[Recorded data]
+ + +
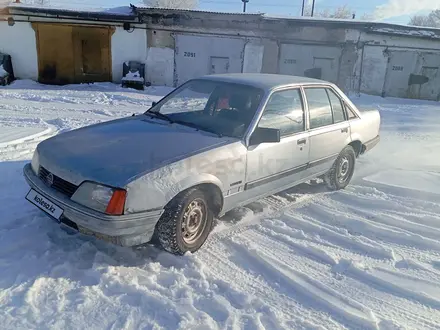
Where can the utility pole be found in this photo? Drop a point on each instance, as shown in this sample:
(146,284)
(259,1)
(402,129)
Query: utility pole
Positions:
(244,5)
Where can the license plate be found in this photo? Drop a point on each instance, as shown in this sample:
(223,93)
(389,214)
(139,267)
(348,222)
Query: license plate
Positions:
(44,204)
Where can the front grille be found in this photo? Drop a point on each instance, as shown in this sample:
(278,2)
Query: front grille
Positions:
(58,184)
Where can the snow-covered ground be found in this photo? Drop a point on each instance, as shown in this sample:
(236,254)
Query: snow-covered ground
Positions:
(366,257)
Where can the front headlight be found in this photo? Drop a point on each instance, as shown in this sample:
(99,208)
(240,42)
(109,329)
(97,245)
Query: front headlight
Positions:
(35,163)
(100,198)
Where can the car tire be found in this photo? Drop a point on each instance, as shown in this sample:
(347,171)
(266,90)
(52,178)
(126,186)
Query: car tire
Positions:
(341,172)
(186,223)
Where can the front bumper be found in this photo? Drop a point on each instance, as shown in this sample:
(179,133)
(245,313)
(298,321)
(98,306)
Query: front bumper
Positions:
(124,230)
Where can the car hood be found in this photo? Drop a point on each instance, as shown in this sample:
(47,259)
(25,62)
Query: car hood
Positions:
(116,152)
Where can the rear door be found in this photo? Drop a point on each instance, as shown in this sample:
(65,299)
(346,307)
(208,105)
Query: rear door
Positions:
(274,165)
(328,127)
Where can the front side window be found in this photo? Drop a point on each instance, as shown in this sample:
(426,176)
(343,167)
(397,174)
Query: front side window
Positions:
(320,111)
(284,111)
(221,107)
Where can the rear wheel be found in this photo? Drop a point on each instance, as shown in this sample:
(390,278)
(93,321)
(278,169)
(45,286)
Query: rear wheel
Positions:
(186,222)
(339,176)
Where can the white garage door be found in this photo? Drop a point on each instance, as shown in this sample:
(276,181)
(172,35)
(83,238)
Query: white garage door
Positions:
(307,60)
(400,65)
(197,56)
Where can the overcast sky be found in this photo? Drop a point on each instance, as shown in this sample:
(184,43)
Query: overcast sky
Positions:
(395,11)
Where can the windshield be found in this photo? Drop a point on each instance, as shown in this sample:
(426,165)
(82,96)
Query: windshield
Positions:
(219,107)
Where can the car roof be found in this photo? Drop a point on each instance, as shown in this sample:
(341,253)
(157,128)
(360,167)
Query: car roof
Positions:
(263,80)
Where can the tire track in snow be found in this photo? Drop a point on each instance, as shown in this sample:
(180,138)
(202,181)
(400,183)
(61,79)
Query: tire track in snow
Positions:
(415,215)
(348,268)
(393,221)
(20,148)
(308,291)
(219,267)
(309,224)
(392,311)
(325,212)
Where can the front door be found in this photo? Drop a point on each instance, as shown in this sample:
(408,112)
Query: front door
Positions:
(329,128)
(271,166)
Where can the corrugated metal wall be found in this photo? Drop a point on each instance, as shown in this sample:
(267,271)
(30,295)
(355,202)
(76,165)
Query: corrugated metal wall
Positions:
(406,73)
(314,61)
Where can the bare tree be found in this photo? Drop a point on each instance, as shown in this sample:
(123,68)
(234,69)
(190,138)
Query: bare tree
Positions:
(430,20)
(175,4)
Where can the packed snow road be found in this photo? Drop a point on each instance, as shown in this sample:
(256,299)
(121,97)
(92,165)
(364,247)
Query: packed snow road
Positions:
(367,257)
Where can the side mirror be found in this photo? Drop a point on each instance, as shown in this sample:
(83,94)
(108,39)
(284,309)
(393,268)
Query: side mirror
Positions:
(265,135)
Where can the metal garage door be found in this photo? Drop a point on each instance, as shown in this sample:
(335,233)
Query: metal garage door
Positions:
(310,60)
(196,56)
(428,66)
(400,65)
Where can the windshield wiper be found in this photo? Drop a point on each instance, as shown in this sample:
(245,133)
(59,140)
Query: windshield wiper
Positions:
(197,127)
(159,115)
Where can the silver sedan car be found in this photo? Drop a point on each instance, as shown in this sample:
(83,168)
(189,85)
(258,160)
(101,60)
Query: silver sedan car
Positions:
(213,144)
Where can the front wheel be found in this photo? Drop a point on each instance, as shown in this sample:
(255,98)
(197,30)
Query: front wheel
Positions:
(339,176)
(186,223)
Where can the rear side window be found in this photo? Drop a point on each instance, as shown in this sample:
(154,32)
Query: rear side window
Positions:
(284,111)
(320,110)
(338,110)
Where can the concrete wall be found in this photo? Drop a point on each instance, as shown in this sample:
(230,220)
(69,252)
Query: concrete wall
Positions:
(253,57)
(127,46)
(19,41)
(196,56)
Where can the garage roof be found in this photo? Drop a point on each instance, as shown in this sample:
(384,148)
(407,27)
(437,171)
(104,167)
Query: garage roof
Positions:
(262,80)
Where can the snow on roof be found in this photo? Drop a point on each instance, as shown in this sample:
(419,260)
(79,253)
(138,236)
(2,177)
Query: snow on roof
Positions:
(140,8)
(68,10)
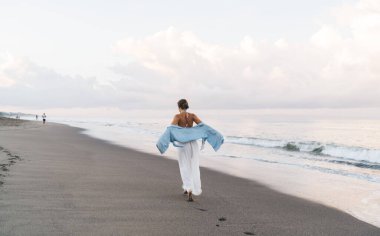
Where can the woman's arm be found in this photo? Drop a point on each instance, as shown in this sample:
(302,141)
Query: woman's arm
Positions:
(175,120)
(196,119)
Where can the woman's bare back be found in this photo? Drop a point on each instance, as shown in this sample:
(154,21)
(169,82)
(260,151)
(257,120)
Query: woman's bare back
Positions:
(185,119)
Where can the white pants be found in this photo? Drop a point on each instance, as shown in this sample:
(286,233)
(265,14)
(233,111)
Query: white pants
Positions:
(188,160)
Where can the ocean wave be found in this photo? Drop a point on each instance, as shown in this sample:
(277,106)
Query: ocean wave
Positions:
(314,147)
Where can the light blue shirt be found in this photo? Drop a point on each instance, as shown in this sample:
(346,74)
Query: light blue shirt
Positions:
(175,133)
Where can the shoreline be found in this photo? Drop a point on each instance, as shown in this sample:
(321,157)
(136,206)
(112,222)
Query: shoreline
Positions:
(74,183)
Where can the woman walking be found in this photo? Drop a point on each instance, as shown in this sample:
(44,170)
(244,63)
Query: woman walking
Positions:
(188,155)
(184,136)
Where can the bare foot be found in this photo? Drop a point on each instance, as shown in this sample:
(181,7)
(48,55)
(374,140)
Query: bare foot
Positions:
(190,197)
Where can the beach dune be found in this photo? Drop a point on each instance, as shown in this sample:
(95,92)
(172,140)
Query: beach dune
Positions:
(67,183)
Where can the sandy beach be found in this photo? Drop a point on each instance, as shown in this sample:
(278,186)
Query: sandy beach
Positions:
(57,181)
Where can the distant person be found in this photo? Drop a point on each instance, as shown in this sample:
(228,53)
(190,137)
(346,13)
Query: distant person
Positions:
(43,118)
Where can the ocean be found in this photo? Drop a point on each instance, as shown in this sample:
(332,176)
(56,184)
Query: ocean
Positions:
(333,160)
+ + +
### Problem statement
The task calls for duplicating the data exactly, with no images kept.

### Answer to this problem
Where can the utility pole be found in this photo? Drop a point on each instance, as shown in this sample:
(146,284)
(259,1)
(402,129)
Query: utility pole
Positions:
(244,5)
Where can the license plate be found in this photo? Drop a point on each instance, as shown in this sample:
(223,93)
(389,214)
(139,267)
(348,222)
Query: license plate
Positions:
(44,204)
Where can the front grille be found in this photo? Drop a point on each instance, as shown in this sample:
(278,2)
Query: front grille
Positions:
(58,184)
Where can the snow-covered ground be found in this photo? Drop a point on each instance, as shown in this sample:
(236,254)
Query: snow-covered ground
Positions:
(366,257)
Where can the front headlight be found in this photo? Drop a point on each instance, as shown in this sample:
(99,208)
(240,42)
(109,329)
(97,245)
Query: front headlight
Positions:
(35,163)
(100,198)
Where can the car tire be found in this photo? Drop a point on each instance, as shown in this sample:
(347,171)
(266,90)
(52,178)
(126,186)
Query: car tire
Positions:
(341,172)
(186,223)
Where can the front bumper be found in this photo? Drop a point on each instance, as shown in this sample:
(179,133)
(245,313)
(298,321)
(98,306)
Query: front bumper
Positions:
(124,230)
Where can the car hood be found in this photo? Drop a point on each instance, as shown in this sample:
(47,259)
(25,62)
Query: car hood
Positions:
(116,152)
Where can the rear door be found in this photo? Drop a point on each instance, as shown in this sample:
(65,299)
(346,307)
(208,105)
Query: rear door
Positions:
(274,165)
(328,127)
Where can the front side window be found in this photo? Drop a point on each instance, as shown in this sample:
(426,176)
(343,167)
(397,174)
Query: front side window
Positions:
(320,111)
(284,111)
(221,107)
Where can the rear wheel be found in this photo? Drop a point on each instance, as shown in this sample:
(390,278)
(93,321)
(278,169)
(45,286)
Query: rear wheel
Positions:
(186,222)
(339,176)
Where can the white garage door be found in this photo? Drop a point on each instance, as shown in this sample:
(276,181)
(172,35)
(83,238)
Query: white garage door
Positions:
(307,60)
(400,65)
(197,56)
Where can the overcast sky be found in this photo? Drop a point on each instance, as shown in this sample:
(184,43)
Query: overcast sky
Positions:
(395,11)
Where can the windshield be found in this photo? Drop a point on each instance, as shown in this sample:
(426,165)
(82,96)
Query: windshield
Positions:
(219,107)
Where can the car roof be found in this photo? Drop a point on each instance, as shown in this sample:
(341,253)
(157,128)
(360,167)
Query: car roof
Positions:
(263,80)
Where can the tire track in snow be found in this photo? Drop a point on each instance, as shown in this sample:
(180,138)
(202,181)
(400,183)
(61,79)
Query: tire track in snow
Positions:
(415,215)
(348,268)
(393,221)
(20,148)
(308,291)
(219,267)
(309,224)
(392,311)
(325,212)
Where can the front door be found in this photo? Drop a point on each instance, as shown in this sample:
(408,112)
Query: front door
Positions:
(329,128)
(271,166)
Where can the corrugated metal wall be found in this photo? Drop a point on each instance, as shown in this sample:
(267,271)
(30,295)
(355,202)
(76,165)
Query: corrugated metal wall
Positions:
(406,73)
(314,61)
Where can the bare tree be found in this photo? Drop a point on each instance, as shown in this sample:
(123,68)
(234,69)
(190,138)
Query: bare tree
Positions:
(430,20)
(175,4)
Where can the packed snow road be found in this photo? Drop a point on each instance, as shown in this sample:
(256,299)
(121,97)
(92,165)
(364,247)
Query: packed snow road
Positions:
(367,257)
Where can the side mirror be found in this photo? Drop a point on each instance, as shown in this sample:
(83,94)
(108,39)
(284,309)
(393,268)
Query: side mirror
Positions:
(265,135)
Where can the metal garage door be found in this photo? Drop a point on each instance, as shown in this sample:
(335,233)
Query: metal garage door
Positions:
(310,60)
(196,56)
(428,66)
(400,65)
Where can the windshield wiper be found in this photo? Drop a point on each instance, as shown in this sample:
(245,133)
(59,140)
Query: windshield wiper
Positions:
(197,127)
(159,115)
Where can the silver sedan car be found in this photo? Drop a point on each instance, as shown in this sample:
(83,168)
(189,85)
(258,160)
(101,60)
Query: silver sedan car
Positions:
(213,144)
Where can the front wheel be found in this photo? Drop a point on each instance, as shown in this sample:
(255,98)
(197,30)
Query: front wheel
Positions:
(339,176)
(186,223)
Where can the rear side window be found in this photo? Drop a point on each instance, as shown in this sample:
(154,32)
Query: rear side window
Positions:
(284,111)
(320,110)
(338,110)
Where can the concrete wall be found in this photo? Drop a point on each instance, as shown in this sample:
(230,220)
(69,252)
Query: concrete wall
Positions:
(253,57)
(127,46)
(19,41)
(196,56)
Where can the garage roof be found in this photo? Drop a point on each instance, as shown in this sample:
(384,148)
(407,27)
(437,171)
(104,167)
Query: garage roof
Positions:
(262,80)
Where can the snow on roof be found in this photo? Drop a point on each instance, as shown in this sample:
(419,260)
(79,253)
(138,236)
(2,177)
Query: snow on roof
Positions:
(140,8)
(68,10)
Where can the woman's arm be found in this photo? Drop a point on each instance, as shown in this sample:
(302,141)
Query: woman's arm
Positions:
(175,120)
(196,119)
Where can the woman's bare back be found in this photo? Drop a point on each instance, as shown in this sample:
(154,21)
(169,82)
(260,151)
(257,120)
Query: woman's bare back
Positions:
(185,119)
Where can the white pants be found in this photo? Drop a point on each instance, as shown in this sample:
(286,233)
(265,14)
(233,111)
Query: white pants
Positions:
(188,160)
Where can the ocean wave be found in this photo? Drop a point on each instance, as shown in this sample:
(277,106)
Query: ocean wave
Positions:
(314,147)
Where can the light blue shirt be found in this photo? Drop a point on each instance, as shown in this sample:
(346,74)
Query: light blue shirt
Positions:
(175,133)
Where can the shoreline be found in this photo? Drop a point on each instance, as shown in this sample:
(321,157)
(136,206)
(112,222)
Query: shoreline
Positions:
(74,183)
Where can the woman walking be found in this photo? Drop a point on each instance, as shown in this sample:
(44,170)
(244,63)
Query: woman walking
Positions:
(188,155)
(184,136)
Where can the bare foot be found in this photo? Drop a point on each instance, as shown in this sample:
(181,7)
(48,55)
(374,140)
Query: bare foot
Positions:
(190,197)
Where can the beach dune be found in this photo? Drop a point on each instance, as shown in this sample:
(95,92)
(172,140)
Query: beach dune
Positions:
(67,183)
Where can the sandy beach be found in this photo? Drop a point on each instance, as shown in this sample:
(278,186)
Query: sandy beach
Positions:
(57,181)
Where can the distant person be found in this photo? Drop a point on each instance, as shown in this sample:
(228,53)
(190,137)
(346,13)
Query: distant person
Positions:
(43,118)
Where can the ocean be found in this photo? Drop a point on each instance, as shown in this sample:
(332,176)
(56,184)
Query: ocean
Positions:
(333,160)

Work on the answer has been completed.